### Aufgabe
Prüfen Sie, ob die folgenden Aussagen mit dem Text zum Gesetzentwurf über Videoverhandlungen übereinstimmen, und belegen Sie jedes Ja oder Nein mit den entscheidenden Worten des Textes im genauen Wortlaut. (a) Nach dem Gesetzentwurf soll das Gericht eine Videoverhandlung durchführen, wenn nur eine Partei dies beantragt. (b) Die Entscheidung des Gerichts, in Präsenz zu verhandeln, kann angefochten werden. (c) Die Prozessordnungen lassen Videokonferenzen in Gerichtsverhandlungen bisher nicht zu.

### Vorliegender Text
..........
Hessens Justizminister Roman Poseck führte dazu aus: „Der Einsatz von Videokonferenztechnik gehört zu einer modernen, digitalen und bürgernahen Justiz. Schon jetzt eröffnen die Prozessordnungen die Möglichkeiten, Videokonferenzen in Gerichtsverhandlungen einzusetzen. Gerade während der Coronapandemie haben Richterinnen und Richter oft Videoverhandlungen durchgeführt. Die Praxis hat sich bewährt und gezeigt, dass Richterinnen und Richter im freien richterlichen Ermessen in der Regel sachgerecht und verantwortungsbewusst entscheiden, wenn es um die Frage geht, ob eine Verhandlung in Präsenz oder per Video sinnvoll ist.

Das Gesetz soll ihnen nun diese Entscheidungsgewalt nehmen. Der Gesetzentwurf sieht derzeit vor, dass das Gericht eine Videoverhandlung durchführen soll, wenn nur eine Partei dies beantragt. Will das Gericht in Präsenz verhandeln, muss es dies schriftlich begründen, obwohl seine Entscheidung unangreifbar ist. Dies ist eine unangemessene Einschränkung des Spielraums der Richterinnen und Richter und kommt einer Gängelung unserer Gerichte gleich.

Organisatorische und logistische Herausforderungen

Die Gestaltung des Verfahrens muss auch weiter in den Händen der Richterinnen und Richtern verbleiben. Sie beurteilen nach der aktuellen Rechtslage aus guten Gründen, ob eine Videoverhandlung der richtige Weg ist, wobei sie die Besonderheiten des Verfahrens und die Interessen beider Parteien einbeziehen. Es ist nicht sachgerecht, dass es in der Hand nur einer Partei liegen soll, regelhaft eine Videoverhandlung zu veranlassen. Das vorgesehene Begründungserfordernis schafft zudem unnötige Mehrarbeit für die stark belasteten Gerichte. Es ist überdies nicht sachgerecht, die Richterinnen und Richter einem Rechtfertigungszwang aussetzen, wenn sie eine Verhandlung vor Ort für sinnvoll erachten.
..........
### Erfasste Daten
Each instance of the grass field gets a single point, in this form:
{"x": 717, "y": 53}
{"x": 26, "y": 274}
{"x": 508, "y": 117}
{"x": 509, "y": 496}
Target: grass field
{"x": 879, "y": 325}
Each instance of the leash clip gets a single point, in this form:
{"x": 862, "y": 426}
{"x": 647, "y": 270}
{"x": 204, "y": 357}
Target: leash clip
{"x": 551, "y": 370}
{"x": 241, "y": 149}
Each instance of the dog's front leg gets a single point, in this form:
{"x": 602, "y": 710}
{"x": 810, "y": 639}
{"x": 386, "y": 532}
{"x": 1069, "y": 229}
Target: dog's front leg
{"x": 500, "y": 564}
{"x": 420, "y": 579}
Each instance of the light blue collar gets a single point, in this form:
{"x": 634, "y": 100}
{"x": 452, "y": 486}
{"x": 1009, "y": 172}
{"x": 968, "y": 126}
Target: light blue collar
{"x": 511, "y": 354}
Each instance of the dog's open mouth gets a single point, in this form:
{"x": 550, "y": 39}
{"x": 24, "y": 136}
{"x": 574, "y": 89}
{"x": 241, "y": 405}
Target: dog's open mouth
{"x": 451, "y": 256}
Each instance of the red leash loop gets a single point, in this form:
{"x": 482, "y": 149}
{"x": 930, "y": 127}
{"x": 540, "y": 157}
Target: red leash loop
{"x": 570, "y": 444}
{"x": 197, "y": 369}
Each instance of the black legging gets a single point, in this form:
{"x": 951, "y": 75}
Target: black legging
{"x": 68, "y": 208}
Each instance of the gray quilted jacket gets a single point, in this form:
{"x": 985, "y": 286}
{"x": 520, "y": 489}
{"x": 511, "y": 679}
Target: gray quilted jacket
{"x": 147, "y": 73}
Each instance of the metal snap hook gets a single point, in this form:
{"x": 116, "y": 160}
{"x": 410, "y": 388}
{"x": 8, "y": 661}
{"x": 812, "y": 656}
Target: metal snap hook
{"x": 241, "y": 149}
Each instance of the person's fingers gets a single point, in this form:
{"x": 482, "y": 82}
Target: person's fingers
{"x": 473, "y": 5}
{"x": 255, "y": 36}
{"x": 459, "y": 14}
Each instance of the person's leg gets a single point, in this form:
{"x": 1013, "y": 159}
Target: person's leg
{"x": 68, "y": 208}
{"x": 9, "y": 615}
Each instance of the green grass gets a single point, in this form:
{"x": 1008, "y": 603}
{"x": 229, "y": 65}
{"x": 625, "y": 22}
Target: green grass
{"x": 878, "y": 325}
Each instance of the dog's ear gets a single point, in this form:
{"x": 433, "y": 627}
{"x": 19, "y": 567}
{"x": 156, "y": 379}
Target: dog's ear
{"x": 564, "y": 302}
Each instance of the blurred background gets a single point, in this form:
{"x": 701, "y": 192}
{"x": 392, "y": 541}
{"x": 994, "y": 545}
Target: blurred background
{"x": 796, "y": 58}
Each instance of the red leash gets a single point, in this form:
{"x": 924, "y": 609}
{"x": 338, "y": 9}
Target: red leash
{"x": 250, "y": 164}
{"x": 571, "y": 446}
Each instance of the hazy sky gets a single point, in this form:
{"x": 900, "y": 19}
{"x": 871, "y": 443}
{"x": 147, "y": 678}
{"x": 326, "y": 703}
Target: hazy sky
..........
### Antwort
(a) Ja: „Der Gesetzentwurf sieht derzeit vor, dass das Gericht eine Videoverhandlung durchführen soll, wenn nur eine Partei dies beantragt.“
(b) Nein: „obwohl seine Entscheidung unangreifbar ist“
(c) Nein: „Schon jetzt eröffnen die Prozessordnungen die Möglichkeiten, Videokonferenzen in Gerichtsverhandlungen einzusetzen.“